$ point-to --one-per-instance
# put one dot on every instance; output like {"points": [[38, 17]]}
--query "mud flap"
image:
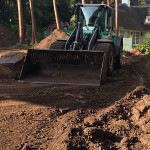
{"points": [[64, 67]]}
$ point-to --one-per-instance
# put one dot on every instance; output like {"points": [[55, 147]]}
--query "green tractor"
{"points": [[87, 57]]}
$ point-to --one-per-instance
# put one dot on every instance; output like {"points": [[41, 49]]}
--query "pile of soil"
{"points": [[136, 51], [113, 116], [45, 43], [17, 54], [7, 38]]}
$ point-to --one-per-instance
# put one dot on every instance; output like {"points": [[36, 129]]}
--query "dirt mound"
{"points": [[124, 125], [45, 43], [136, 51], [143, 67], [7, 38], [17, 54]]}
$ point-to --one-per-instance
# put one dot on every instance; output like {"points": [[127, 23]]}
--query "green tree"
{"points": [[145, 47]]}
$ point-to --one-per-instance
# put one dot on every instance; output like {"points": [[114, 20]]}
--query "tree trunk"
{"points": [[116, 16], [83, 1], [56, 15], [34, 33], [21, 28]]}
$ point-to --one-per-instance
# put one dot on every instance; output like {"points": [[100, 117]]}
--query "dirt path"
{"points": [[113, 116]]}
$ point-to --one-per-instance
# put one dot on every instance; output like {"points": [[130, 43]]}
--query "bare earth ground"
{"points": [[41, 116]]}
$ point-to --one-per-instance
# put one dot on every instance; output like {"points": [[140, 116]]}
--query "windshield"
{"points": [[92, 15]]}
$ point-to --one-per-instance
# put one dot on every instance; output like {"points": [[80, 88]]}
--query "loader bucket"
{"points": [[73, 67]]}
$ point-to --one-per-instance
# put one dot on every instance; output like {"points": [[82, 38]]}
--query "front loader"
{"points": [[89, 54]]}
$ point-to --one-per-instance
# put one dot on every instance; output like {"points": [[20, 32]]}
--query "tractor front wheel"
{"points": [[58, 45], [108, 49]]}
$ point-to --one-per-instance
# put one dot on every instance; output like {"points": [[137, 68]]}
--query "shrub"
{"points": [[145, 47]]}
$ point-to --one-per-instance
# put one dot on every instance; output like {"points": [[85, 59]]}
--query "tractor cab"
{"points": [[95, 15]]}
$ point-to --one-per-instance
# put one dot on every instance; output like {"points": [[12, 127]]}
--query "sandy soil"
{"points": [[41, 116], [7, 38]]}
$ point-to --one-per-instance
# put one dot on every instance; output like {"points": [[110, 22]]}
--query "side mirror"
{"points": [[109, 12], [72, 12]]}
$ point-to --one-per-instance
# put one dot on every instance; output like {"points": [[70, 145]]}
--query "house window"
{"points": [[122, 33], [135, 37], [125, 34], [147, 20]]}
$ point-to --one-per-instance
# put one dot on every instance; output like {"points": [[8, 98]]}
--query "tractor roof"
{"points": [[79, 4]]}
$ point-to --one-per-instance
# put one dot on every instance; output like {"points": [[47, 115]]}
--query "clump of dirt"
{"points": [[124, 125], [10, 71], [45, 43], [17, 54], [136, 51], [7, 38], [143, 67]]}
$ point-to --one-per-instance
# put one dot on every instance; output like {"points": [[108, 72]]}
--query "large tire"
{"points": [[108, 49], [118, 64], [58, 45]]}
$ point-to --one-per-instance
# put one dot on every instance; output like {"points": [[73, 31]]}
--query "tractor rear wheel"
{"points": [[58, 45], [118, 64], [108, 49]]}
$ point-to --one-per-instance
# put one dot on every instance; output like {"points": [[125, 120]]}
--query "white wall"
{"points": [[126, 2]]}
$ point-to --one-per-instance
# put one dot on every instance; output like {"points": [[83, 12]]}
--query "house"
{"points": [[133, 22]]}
⁂
The expected output is the full material above, word for word, without pictures.

$ point-to --one-per-instance
# put one dot on every instance; output like {"points": [[38, 17]]}
--query "mud flap"
image:
{"points": [[64, 67]]}
$ point-to --one-per-instance
# put one dot on every instance; output like {"points": [[55, 147]]}
--query "green tractor"
{"points": [[87, 57]]}
$ point-to --one-per-instance
# put one dot on every instance; output like {"points": [[41, 49]]}
--query "pile of soil"
{"points": [[136, 51], [113, 116], [45, 43], [17, 54], [7, 38]]}
$ point-to --one-per-instance
# put one dot on every instance; output like {"points": [[36, 129]]}
--query "dirt mound"
{"points": [[124, 125], [45, 43], [136, 51], [143, 67], [7, 38], [17, 54]]}
$ point-to --one-per-instance
# put one dot on every instance; output like {"points": [[127, 23]]}
--query "green tree"
{"points": [[145, 47]]}
$ point-to --one-per-instance
# put one dot on every instance; output like {"points": [[114, 20]]}
--query "tree trunk"
{"points": [[116, 16], [83, 1], [56, 15], [34, 33], [21, 28]]}
$ point-to --one-per-instance
# put one dot on every instance; output like {"points": [[100, 117]]}
--query "dirt path"
{"points": [[113, 116]]}
$ point-to --one-per-instance
# put one dot on every instance; output like {"points": [[130, 43]]}
--query "bare earth ground"
{"points": [[41, 116]]}
$ point-to --one-per-instance
# put one dot on every instance; output like {"points": [[140, 116]]}
--query "windshield"
{"points": [[92, 15]]}
$ point-to --one-per-instance
# put one dot on every instance; output like {"points": [[80, 88]]}
--query "loader bucket"
{"points": [[73, 67]]}
$ point-to --one-per-instance
# put one dot on every instance; output like {"points": [[82, 38]]}
--query "front loader"
{"points": [[89, 54]]}
$ point-to --one-per-instance
# put one dot on every instance; output like {"points": [[20, 32]]}
--query "tractor front wheel"
{"points": [[58, 45], [108, 49]]}
$ point-to --one-per-instance
# put one dot on every instance; output like {"points": [[137, 68]]}
--query "shrub"
{"points": [[145, 47]]}
$ point-to --one-per-instance
# put one dot on every instance; output like {"points": [[85, 59]]}
--query "tractor cab"
{"points": [[95, 15]]}
$ point-to --one-per-instance
# put one dot on every instance; output like {"points": [[12, 127]]}
--query "sandy soil"
{"points": [[41, 116], [7, 38]]}
$ point-to --one-per-instance
# put one dot on every instance; output like {"points": [[110, 22]]}
--query "side mirror"
{"points": [[109, 12], [72, 12]]}
$ point-to --one-per-instance
# put one dot on every instance; output like {"points": [[70, 145]]}
--query "house window"
{"points": [[122, 33], [135, 37], [125, 34], [147, 20]]}
$ point-to --one-per-instance
# put one dot on every instance; output like {"points": [[8, 98]]}
--query "tractor roof"
{"points": [[79, 4]]}
$ point-to --one-per-instance
# put one dot on every instance; output like {"points": [[47, 115]]}
--query "clump of dirt"
{"points": [[124, 125], [10, 71], [45, 43], [17, 54], [136, 51], [7, 38], [143, 67]]}
$ point-to --one-per-instance
# put one dot on every instance; output like {"points": [[108, 72]]}
--query "large tire"
{"points": [[108, 49], [118, 64], [58, 45]]}
$ point-to --one-per-instance
# put one dot on every instance; output like {"points": [[73, 31]]}
--query "tractor rear wheel"
{"points": [[58, 45], [118, 64], [108, 49]]}
$ point-to --one-per-instance
# put one dot on every instance; output like {"points": [[125, 120]]}
--query "white wall"
{"points": [[126, 2]]}
$ point-to --one-per-instance
# put one dot on every instance; output like {"points": [[83, 12]]}
--query "house"
{"points": [[133, 22]]}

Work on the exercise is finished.